Strom v. Peikes

Decision Date24 November 1941
Docket NumberNo. 78.,78.
Citation123 F.2d 1003
PartiesSTROM v. PEIKES. In re CORSON FURNITURE CO., Inc.
CourtU.S. Court of Appeals — Second Circuit

Murray R. Paris, of New York City, for appellant.

Leo A. Greenbaum, of New York City (Irving I. Schreckinger, of New York City, on the brief), for appellee.

Before L. HAND, AUGUSTUS N. HAND, and CLARK, Circuit Judges.

CLARK, Circuit Judge.

The appeal in this case raises principally the question of the effect which a bankruptcy court should give to a state statute allowing a priority to wage earners. The court below relied, however, solely on the Bankruptcy Act, 11 U.S.C.A. § 1 et seq., for granting a wage priority, and consequently that issue must be considered.

The facts are undisputed. The claimant, Gertrude Strom, was employed by the bankrupt corporation at a salary of $25 per week. She ceased work on June 8, 1940, at which time $287 was owing to her. On July 5, 1940, the corporation made an assignment for the benefit of creditors to Abraham N. Peikes as assignee. On September 6, 1940, an involuntary petition in bankruptcy was filed against the corporation, and thereafter Peikes was elected bankruptcy trustee. If September 6, 1940, is chosen as the vital date for determining Strom's priority as a wage earner under § 64, sub. a(2), 11 U.S.C.A. § 104, sub. a(2), she will receive approximately $10, and the remaining $285 will become an unsecured claim. If July 5, 1940, is chosen, under either of the two theories discussed below, she will receive a priority of $150, and the remaining $137 will be an unsecured claim.

Required tasks -
a – In the court opinion, what weekly salary did Gertrude Strom earn from the bankrupt corporation?
b – Reproduce the court opinion word for word, from "Citation123 F.2d 1003" up to and including "brief), for appellee.".

Information supplied -

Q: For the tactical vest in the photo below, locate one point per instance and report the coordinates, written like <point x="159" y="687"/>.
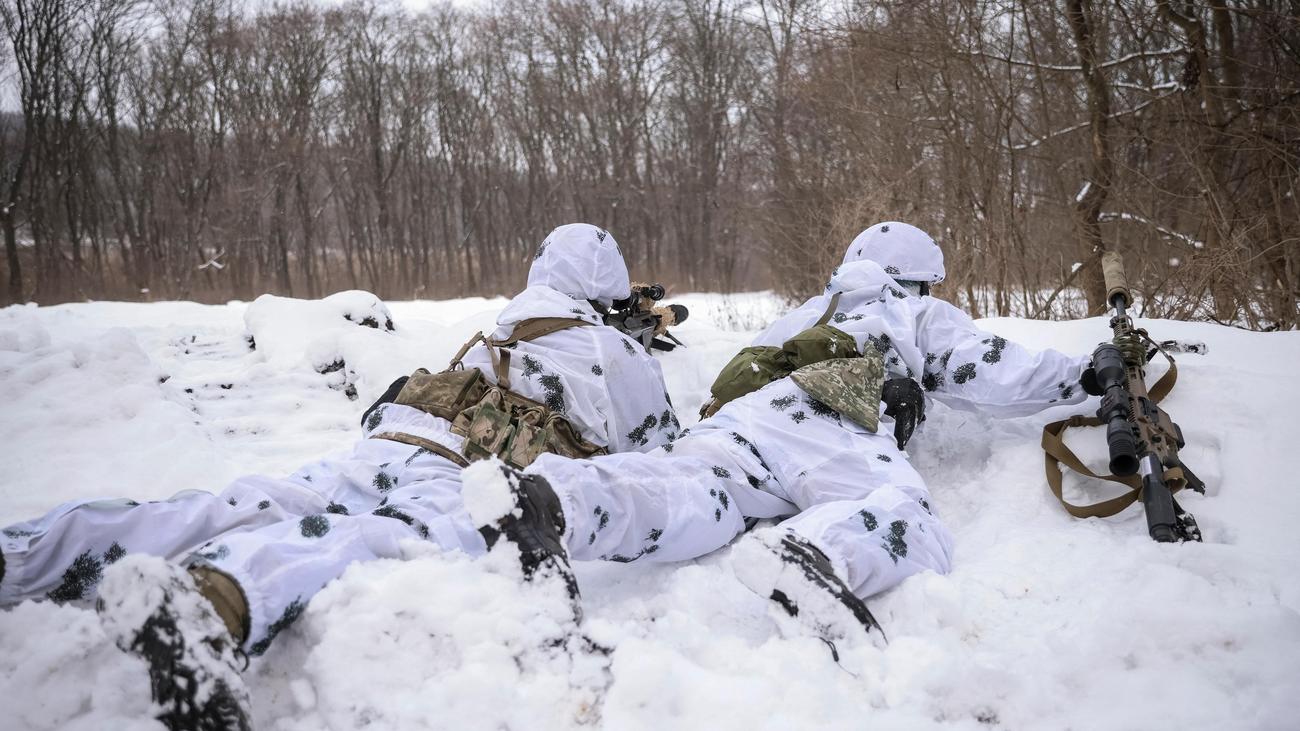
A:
<point x="822" y="359"/>
<point x="493" y="419"/>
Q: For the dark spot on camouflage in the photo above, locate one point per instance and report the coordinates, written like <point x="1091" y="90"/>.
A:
<point x="554" y="392"/>
<point x="213" y="554"/>
<point x="963" y="372"/>
<point x="376" y="416"/>
<point x="882" y="344"/>
<point x="389" y="511"/>
<point x="113" y="553"/>
<point x="820" y="409"/>
<point x="638" y="435"/>
<point x="291" y="613"/>
<point x="895" y="543"/>
<point x="416" y="455"/>
<point x="313" y="526"/>
<point x="783" y="402"/>
<point x="996" y="346"/>
<point x="668" y="419"/>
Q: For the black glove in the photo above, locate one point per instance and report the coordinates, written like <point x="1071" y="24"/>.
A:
<point x="1132" y="347"/>
<point x="389" y="397"/>
<point x="906" y="403"/>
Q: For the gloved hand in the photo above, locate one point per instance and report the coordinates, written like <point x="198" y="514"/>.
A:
<point x="389" y="397"/>
<point x="905" y="401"/>
<point x="1134" y="349"/>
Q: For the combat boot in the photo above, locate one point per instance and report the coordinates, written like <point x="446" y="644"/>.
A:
<point x="534" y="523"/>
<point x="798" y="578"/>
<point x="154" y="610"/>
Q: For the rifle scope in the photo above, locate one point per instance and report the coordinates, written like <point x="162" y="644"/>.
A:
<point x="653" y="292"/>
<point x="1108" y="363"/>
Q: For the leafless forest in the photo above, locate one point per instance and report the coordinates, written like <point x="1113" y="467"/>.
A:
<point x="215" y="148"/>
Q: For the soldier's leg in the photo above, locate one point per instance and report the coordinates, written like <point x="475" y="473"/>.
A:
<point x="658" y="506"/>
<point x="879" y="540"/>
<point x="61" y="556"/>
<point x="871" y="515"/>
<point x="278" y="569"/>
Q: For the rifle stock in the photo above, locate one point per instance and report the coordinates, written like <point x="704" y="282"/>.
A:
<point x="1140" y="435"/>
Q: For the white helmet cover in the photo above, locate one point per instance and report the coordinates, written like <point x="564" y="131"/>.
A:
<point x="583" y="262"/>
<point x="904" y="251"/>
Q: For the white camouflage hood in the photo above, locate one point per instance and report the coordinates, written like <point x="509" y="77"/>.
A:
<point x="583" y="262"/>
<point x="902" y="250"/>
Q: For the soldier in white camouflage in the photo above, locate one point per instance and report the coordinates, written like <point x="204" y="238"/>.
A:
<point x="822" y="450"/>
<point x="261" y="548"/>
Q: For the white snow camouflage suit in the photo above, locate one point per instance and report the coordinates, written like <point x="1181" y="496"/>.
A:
<point x="778" y="453"/>
<point x="282" y="539"/>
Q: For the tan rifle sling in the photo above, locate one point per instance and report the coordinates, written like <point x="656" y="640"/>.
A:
<point x="494" y="419"/>
<point x="1056" y="453"/>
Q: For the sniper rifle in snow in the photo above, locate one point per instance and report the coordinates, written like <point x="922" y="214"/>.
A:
<point x="1142" y="438"/>
<point x="644" y="320"/>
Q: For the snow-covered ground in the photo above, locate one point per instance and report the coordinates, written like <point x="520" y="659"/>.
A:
<point x="1045" y="622"/>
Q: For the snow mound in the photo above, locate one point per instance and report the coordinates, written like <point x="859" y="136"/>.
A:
<point x="291" y="331"/>
<point x="438" y="641"/>
<point x="486" y="492"/>
<point x="1045" y="622"/>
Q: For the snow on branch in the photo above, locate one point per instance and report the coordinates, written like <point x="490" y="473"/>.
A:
<point x="1082" y="125"/>
<point x="1058" y="68"/>
<point x="215" y="262"/>
<point x="1136" y="219"/>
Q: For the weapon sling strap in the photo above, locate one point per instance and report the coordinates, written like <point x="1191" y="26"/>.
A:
<point x="525" y="331"/>
<point x="1056" y="453"/>
<point x="830" y="310"/>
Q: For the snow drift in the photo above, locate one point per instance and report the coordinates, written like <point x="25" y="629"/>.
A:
<point x="1045" y="622"/>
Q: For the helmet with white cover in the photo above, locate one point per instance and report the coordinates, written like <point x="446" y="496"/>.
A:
<point x="583" y="262"/>
<point x="904" y="251"/>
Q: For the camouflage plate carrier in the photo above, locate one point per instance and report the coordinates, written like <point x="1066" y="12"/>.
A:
<point x="493" y="419"/>
<point x="823" y="360"/>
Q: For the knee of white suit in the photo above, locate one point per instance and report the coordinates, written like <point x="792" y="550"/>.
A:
<point x="876" y="541"/>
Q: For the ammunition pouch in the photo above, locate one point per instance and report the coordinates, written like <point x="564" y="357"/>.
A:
<point x="493" y="419"/>
<point x="757" y="366"/>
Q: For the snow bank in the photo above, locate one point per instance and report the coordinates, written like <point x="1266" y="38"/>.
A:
<point x="1047" y="622"/>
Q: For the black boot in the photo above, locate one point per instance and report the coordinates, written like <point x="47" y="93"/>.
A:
<point x="536" y="526"/>
<point x="798" y="578"/>
<point x="194" y="673"/>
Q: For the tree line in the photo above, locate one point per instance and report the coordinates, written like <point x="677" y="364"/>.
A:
<point x="217" y="148"/>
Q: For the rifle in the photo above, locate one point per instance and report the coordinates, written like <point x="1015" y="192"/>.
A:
<point x="642" y="320"/>
<point x="1140" y="436"/>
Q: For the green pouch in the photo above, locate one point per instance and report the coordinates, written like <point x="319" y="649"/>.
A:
<point x="525" y="445"/>
<point x="849" y="385"/>
<point x="488" y="431"/>
<point x="443" y="394"/>
<point x="750" y="370"/>
<point x="817" y="344"/>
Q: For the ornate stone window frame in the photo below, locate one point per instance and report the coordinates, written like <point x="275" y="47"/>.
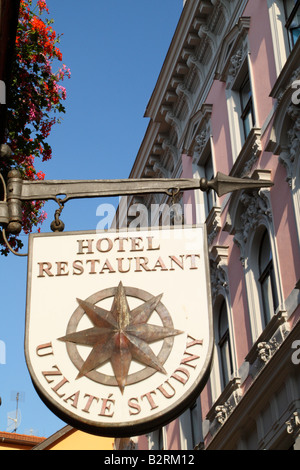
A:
<point x="249" y="214"/>
<point x="279" y="33"/>
<point x="285" y="135"/>
<point x="220" y="293"/>
<point x="233" y="66"/>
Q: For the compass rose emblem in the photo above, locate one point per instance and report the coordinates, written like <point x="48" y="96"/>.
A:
<point x="120" y="335"/>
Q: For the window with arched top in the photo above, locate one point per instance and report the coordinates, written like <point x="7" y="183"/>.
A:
<point x="224" y="345"/>
<point x="266" y="279"/>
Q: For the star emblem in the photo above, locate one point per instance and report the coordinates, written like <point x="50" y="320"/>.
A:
<point x="120" y="336"/>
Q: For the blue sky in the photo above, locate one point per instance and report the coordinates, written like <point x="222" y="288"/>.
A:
<point x="115" y="50"/>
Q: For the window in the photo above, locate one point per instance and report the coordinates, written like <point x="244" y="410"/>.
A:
<point x="247" y="114"/>
<point x="267" y="279"/>
<point x="292" y="15"/>
<point x="226" y="367"/>
<point x="209" y="174"/>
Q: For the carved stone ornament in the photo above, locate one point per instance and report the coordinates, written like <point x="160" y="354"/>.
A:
<point x="223" y="411"/>
<point x="255" y="205"/>
<point x="293" y="424"/>
<point x="266" y="349"/>
<point x="218" y="278"/>
<point x="288" y="157"/>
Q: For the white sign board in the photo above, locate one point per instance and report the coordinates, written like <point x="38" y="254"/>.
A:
<point x="119" y="326"/>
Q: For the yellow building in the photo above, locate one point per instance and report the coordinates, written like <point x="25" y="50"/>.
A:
<point x="67" y="438"/>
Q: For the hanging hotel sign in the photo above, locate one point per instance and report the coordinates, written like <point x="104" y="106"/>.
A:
<point x="119" y="326"/>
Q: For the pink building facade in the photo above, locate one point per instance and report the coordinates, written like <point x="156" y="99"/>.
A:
<point x="227" y="99"/>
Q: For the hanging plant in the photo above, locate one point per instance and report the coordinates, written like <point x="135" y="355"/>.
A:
<point x="35" y="101"/>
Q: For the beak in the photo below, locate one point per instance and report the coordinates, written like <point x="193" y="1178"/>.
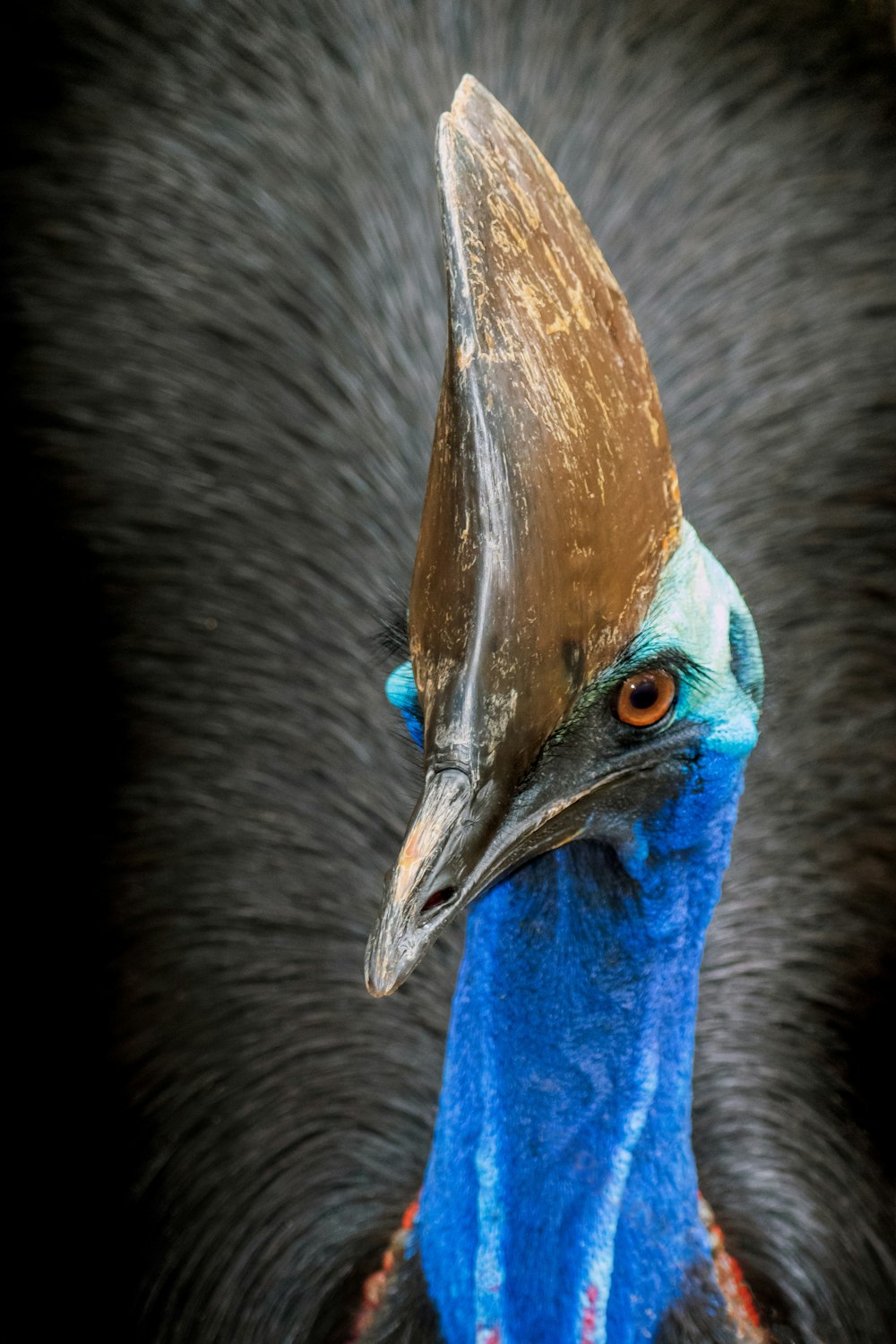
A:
<point x="422" y="887"/>
<point x="450" y="857"/>
<point x="551" y="508"/>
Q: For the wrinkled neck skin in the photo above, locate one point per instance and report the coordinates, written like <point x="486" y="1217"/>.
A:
<point x="560" y="1196"/>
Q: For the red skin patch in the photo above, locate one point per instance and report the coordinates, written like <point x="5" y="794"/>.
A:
<point x="590" y="1314"/>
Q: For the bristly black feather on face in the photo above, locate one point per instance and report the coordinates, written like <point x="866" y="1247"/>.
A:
<point x="228" y="339"/>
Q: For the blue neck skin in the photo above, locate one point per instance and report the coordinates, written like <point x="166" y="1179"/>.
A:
<point x="560" y="1198"/>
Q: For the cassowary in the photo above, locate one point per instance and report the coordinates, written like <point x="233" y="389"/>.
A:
<point x="228" y="347"/>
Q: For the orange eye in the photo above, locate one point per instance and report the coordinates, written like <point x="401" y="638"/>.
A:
<point x="646" y="698"/>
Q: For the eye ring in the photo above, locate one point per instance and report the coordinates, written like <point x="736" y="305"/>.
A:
<point x="646" y="698"/>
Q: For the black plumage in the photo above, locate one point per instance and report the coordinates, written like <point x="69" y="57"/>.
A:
<point x="228" y="339"/>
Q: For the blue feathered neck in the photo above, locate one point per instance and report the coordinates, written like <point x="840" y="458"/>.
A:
<point x="560" y="1198"/>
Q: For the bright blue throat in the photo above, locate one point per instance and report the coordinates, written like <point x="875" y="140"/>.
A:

Answers for this exercise -
a – $25 per week.

b –
Citation123 F.2d 1003
PartiesSTROM v. PEIKES. In re CORSON FURNITURE CO., Inc.
CourtU.S. Court of Appeals — Second Circuit

Murray R. Paris, of New York City, for appellant.

Leo A. Greenbaum, of New York City (Irving I. Schreckinger, of New York City, on the brief), for appellee.